Segmentation labeling entries:
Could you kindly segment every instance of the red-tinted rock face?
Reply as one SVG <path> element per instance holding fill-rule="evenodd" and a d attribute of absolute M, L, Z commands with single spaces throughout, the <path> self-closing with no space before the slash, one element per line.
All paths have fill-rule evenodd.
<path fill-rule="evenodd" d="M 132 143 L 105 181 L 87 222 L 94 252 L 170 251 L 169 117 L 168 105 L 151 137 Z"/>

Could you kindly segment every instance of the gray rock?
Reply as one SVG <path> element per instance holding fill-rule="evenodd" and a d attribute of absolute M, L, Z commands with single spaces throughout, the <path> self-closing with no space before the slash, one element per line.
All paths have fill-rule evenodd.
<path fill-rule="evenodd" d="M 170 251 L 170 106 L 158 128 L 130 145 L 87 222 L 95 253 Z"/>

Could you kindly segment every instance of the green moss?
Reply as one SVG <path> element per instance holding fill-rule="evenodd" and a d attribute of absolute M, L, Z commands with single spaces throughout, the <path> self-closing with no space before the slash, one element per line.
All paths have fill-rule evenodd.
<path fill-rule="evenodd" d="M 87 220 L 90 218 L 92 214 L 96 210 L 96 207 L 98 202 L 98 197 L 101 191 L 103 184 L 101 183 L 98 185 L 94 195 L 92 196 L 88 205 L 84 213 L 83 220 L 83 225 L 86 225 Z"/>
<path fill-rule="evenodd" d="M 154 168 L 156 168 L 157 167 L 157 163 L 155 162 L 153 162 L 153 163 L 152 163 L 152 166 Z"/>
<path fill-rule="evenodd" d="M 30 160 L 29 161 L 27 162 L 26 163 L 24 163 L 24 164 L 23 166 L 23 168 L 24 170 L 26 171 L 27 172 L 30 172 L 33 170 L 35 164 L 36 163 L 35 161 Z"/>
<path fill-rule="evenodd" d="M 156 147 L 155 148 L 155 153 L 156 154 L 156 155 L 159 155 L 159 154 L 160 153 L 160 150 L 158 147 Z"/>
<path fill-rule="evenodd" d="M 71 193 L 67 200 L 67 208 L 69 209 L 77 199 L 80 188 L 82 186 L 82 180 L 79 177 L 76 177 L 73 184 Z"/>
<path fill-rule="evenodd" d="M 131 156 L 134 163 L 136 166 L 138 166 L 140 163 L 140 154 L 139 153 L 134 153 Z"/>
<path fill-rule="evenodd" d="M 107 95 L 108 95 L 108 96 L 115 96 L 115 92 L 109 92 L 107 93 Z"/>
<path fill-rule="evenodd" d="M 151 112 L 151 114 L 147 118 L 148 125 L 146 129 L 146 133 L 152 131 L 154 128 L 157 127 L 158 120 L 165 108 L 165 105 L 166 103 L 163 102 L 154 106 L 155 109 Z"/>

## SHORT EXERCISE
Reproduce all of the material above verbatim, line for line.

## PROBLEM SOLUTION
Could you kindly segment every instance of the red-tinted rock face?
Reply as one SVG <path> element per instance holding fill-rule="evenodd" and a d attribute of absolute M, L, Z commands with single spaces throughout, the <path> self-closing with no space before the slash, one element per line.
All paths have fill-rule evenodd.
<path fill-rule="evenodd" d="M 132 143 L 105 181 L 87 222 L 94 252 L 170 251 L 169 117 L 168 105 L 151 137 Z"/>

Could you kindly segment every instance of the gray rock?
Reply as one SVG <path> element per instance holding fill-rule="evenodd" and a d attribute of absolute M, L, Z commands with single spaces throughout, the <path> self-closing with no space before the slash, one element per line.
All paths have fill-rule evenodd.
<path fill-rule="evenodd" d="M 170 251 L 170 106 L 158 128 L 130 145 L 87 222 L 95 253 Z"/>

Could you kindly segment every instance of the green moss?
Reply as one SVG <path> element per instance holding fill-rule="evenodd" and a d attribute of absolute M, L, Z commands with single spaces throughout, the <path> self-closing with no space before the slash, one element per line.
All paths have fill-rule evenodd.
<path fill-rule="evenodd" d="M 87 220 L 90 218 L 92 214 L 96 210 L 96 207 L 98 202 L 98 197 L 101 191 L 103 184 L 101 183 L 98 185 L 94 195 L 92 196 L 88 205 L 84 213 L 83 220 L 83 225 L 86 225 Z"/>
<path fill-rule="evenodd" d="M 154 168 L 156 168 L 157 167 L 157 163 L 155 162 L 153 162 L 153 163 L 152 163 L 152 166 Z"/>
<path fill-rule="evenodd" d="M 30 160 L 29 161 L 27 162 L 26 163 L 24 163 L 24 164 L 23 166 L 23 168 L 24 170 L 26 171 L 27 172 L 30 172 L 33 170 L 35 164 L 36 163 L 35 161 Z"/>
<path fill-rule="evenodd" d="M 156 147 L 155 148 L 155 153 L 156 154 L 156 155 L 159 155 L 159 154 L 160 153 L 160 150 L 158 147 Z"/>
<path fill-rule="evenodd" d="M 71 193 L 67 200 L 67 208 L 69 209 L 77 199 L 80 188 L 82 186 L 82 180 L 79 177 L 76 177 L 73 184 Z"/>
<path fill-rule="evenodd" d="M 131 156 L 134 163 L 136 166 L 138 166 L 140 163 L 140 154 L 139 153 L 134 153 Z"/>
<path fill-rule="evenodd" d="M 107 95 L 108 95 L 108 96 L 115 96 L 115 92 L 109 92 L 107 93 Z"/>
<path fill-rule="evenodd" d="M 151 112 L 151 114 L 147 118 L 148 125 L 146 129 L 146 133 L 152 131 L 154 128 L 157 127 L 158 120 L 165 108 L 165 105 L 166 103 L 163 102 L 154 106 L 155 109 Z"/>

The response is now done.